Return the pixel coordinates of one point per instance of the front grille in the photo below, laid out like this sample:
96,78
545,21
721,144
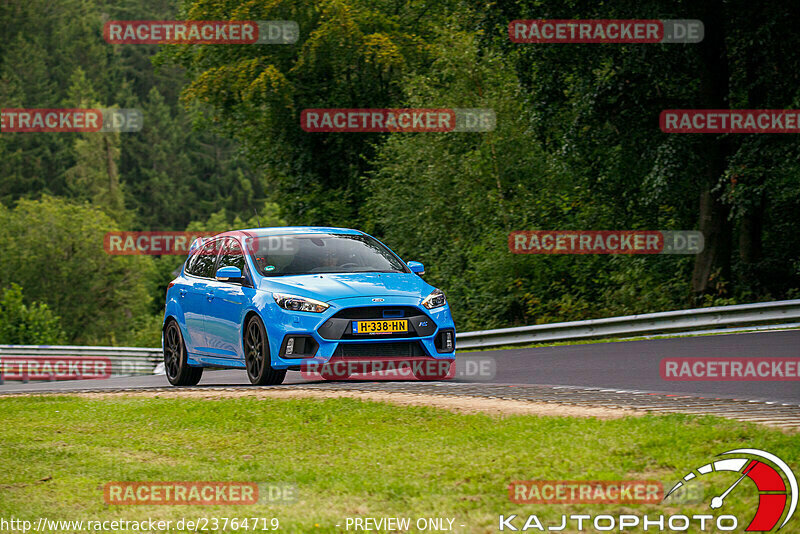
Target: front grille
378,312
399,349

* **WORK REQUEST**:
Without the pictures, repeat every record above exactly as written.

* **YOUR RESPONSE**:
Return the pixel coordinates of one point per instance of the front grille in the photo below, laid out like this sample:
96,78
545,21
721,144
Target: front grille
378,312
399,349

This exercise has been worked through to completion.